Now you can either pass the post PDA settings in your environment to the pda.emulator() function again (yes you can put this in a loop) or you can re-read your pecan.pdaR1_ENS_ID.xml at any time to perform an iterative emulator round.

### settings_PDA_round1 <- read.settings("pecan.pdaR1_ENS_ID.xml")
settings_PDA_round2 <- pda.emulator(settings_PDA_round1)

Before moving on to the BayesianTools case, here is what your pecan.PDA.xml could look like for a case where you constrain parameters of more than one model PFT with more than one Ameriflux data stream, note the ordering in <assim.batch><param.names> and <pfts>:

...
 <assim.batch>
  ...
  <param.names>
   <PFT1>
    <param>PFT1_PDA_param1</param>
    <param>PFT1_PDA_param2</param>
   </PFT1>
   <PFT2>
    <param>PFT2_PDA_param1</param>
    <param>PFT2_PDA_param2</param>
    <param>PFT2_PDA_param3</param>
   </PFT2>
  </param.names>
  ...
  <inputs>
   <file>
    <input.id>YOURINPUTID</input.id>   
    <path>
     <path>/YOURPATH/AmerifluxLBL_site_***/AMF_***_BASE_HH_***.csv</path> 
    </path>
    <likelihood>Laplace</likelihood>
    <variable.id>297</variable.id>
    <variable.name>
     <variable.name>NEE</variable.name>
     <variable.name>UST</variable.name>
    </variable.name>
   </file>   
   <file>
    <input.id>YOURINPUTID</input.id>   
    <path>
     <path>/YOURPATH/AmerifluxLBL_site_***/AMF_***_BASE_HH_***.csv</path> 
    </path>
    <likelihood>Laplace</likelihood>
    <variable.id>298</variable.id>
    <variable.name>
     <variable.name>LE</variable.name>
     <variable.name>UST</variable.name>
    </variable.name>
   </file>
  </inputs>
  ...
 </assim.batch>
 ...

### Requirements
[1] In the PDA settings text, which variable ID is given for the input file that lists LE as a variable name?
[2] Write the next part of the PDA settings text, starting right after its final line.
The rows that follow have no connection to the PDA settings text.

### Material
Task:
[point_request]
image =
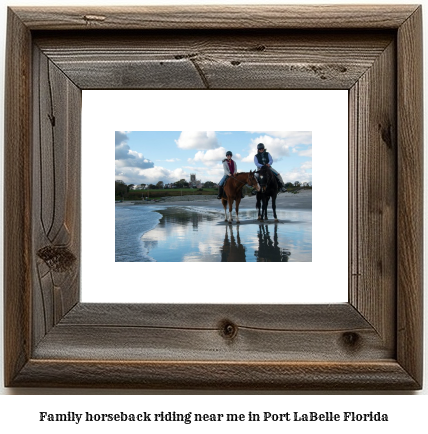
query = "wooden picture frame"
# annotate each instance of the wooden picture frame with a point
(372, 342)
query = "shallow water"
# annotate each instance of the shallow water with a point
(197, 234)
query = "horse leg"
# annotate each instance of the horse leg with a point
(224, 202)
(230, 210)
(274, 207)
(265, 205)
(237, 202)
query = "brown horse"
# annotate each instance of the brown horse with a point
(233, 189)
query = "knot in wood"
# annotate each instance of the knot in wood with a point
(351, 340)
(228, 330)
(58, 259)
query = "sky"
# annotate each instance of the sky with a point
(146, 157)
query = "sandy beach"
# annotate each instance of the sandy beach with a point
(301, 200)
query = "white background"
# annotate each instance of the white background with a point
(408, 413)
(324, 280)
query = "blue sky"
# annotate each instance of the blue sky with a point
(152, 156)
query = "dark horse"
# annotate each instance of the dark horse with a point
(268, 189)
(233, 188)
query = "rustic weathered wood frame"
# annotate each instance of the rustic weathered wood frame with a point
(372, 342)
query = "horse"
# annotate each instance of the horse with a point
(233, 189)
(268, 189)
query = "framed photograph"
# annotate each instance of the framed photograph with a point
(371, 341)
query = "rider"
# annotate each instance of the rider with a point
(230, 168)
(263, 158)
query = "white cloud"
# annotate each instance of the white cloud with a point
(209, 158)
(197, 140)
(293, 138)
(299, 173)
(151, 175)
(125, 156)
(305, 153)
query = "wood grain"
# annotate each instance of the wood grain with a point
(216, 59)
(373, 175)
(17, 199)
(372, 342)
(410, 197)
(217, 17)
(56, 198)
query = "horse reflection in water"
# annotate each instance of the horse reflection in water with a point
(232, 250)
(270, 251)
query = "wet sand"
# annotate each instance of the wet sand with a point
(196, 231)
(301, 200)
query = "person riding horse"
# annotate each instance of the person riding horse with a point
(263, 158)
(230, 169)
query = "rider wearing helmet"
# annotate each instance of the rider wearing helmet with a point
(230, 168)
(263, 158)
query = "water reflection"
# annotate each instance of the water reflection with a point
(200, 235)
(232, 249)
(269, 251)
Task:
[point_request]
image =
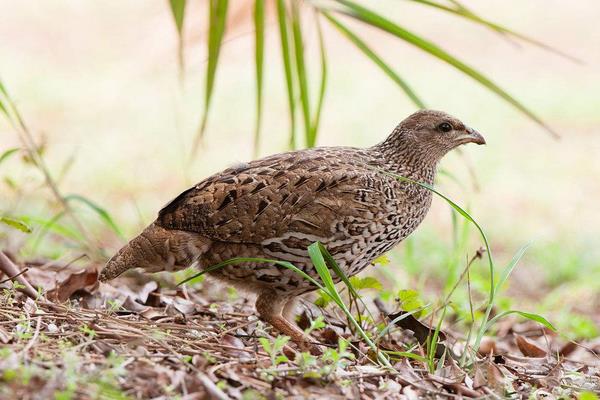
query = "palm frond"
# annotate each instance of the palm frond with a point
(371, 18)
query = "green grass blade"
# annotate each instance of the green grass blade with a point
(3, 107)
(464, 12)
(259, 51)
(362, 46)
(511, 266)
(5, 155)
(371, 18)
(216, 30)
(178, 11)
(16, 224)
(301, 69)
(318, 259)
(317, 118)
(286, 54)
(531, 316)
(328, 258)
(102, 213)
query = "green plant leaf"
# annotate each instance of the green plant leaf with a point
(5, 155)
(4, 107)
(317, 116)
(286, 54)
(102, 213)
(511, 266)
(178, 11)
(531, 316)
(462, 11)
(16, 223)
(368, 282)
(259, 51)
(217, 16)
(369, 17)
(376, 59)
(301, 70)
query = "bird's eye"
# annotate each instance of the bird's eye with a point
(444, 127)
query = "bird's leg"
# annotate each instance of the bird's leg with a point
(270, 306)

### Answers for this exercise
[1] 298

[2]
 <pfts>
  <pft>
   <name>PFT1</name>
   <outdir>/YOUR/WORKFLOWS/PATH/PEcAn_WORKFLOWID/pft/PFT1</outdir>
   <posteriorid>PFT1_POSTID</posteriorid>
  </pft>
  <pft>
   <name>PFT2</name>
   <outdir>/YOUR/WORKFLOWS/PATH/PEcAn_WORKFLOWID/pft/PFT2</outdir>
   <posteriorid>PFT2_POSTID</posteriorid>
  </pft>
 </pfts>
 ...

2. PEcAn data pipeline with BayesianTools

Using the bruteforce PDA approach with one of the MCMC-flavors as implemented in the BayesianTools R-package requires slightly different tags to configure its setup. pda.bayesian.tools() would look for sampler specific settings that can be passed through the pecan.xml as a block under the <bt.settings> tag. Currently, the available samplers in the BayesianTools package are:

Metropolis
- Standard MH-MCMC
- With pre-optimization
- Adaptive MCMC
- Delayed rejection
- Gibbs updating
M : Another implementation of standard MH-MCMC.
AM : Adaptive Metropolis
DR : Delayed Rejection
DRAM : Delayed Rejection Adaptive Metropolis
DE : Differential Evolution
DEzs : Differential Evolution with a snooker updater
DREAM : Differential Evolution Adaptive Metropolis
DREAMzs : Differential Evolution Adaptive Metropolis with a snooker updater
Twalk : “traverse” or “thoughtful” walk, a general purpose sampling algorithm
SMC : Sequential Monte Carlo

Note that it is not possible to use some of the samplers in this package for univariate cases. The ones that you can use for univariate cases are: “Metropolis”, “DE”, “DEzs” and “Twalk”. Some of the samplers are also restartable : “Metropolis”, “DE”, “DEzs”, “DREAM”, “DREAMzs”, “Twalk”. For further details please see the BayesianTools documentation which itself has a helpful vignette.

The name of the chosen sampler would be passed under <sampler> tag within the <bt.settings> block. E.g. for Metropolis variations:

  ...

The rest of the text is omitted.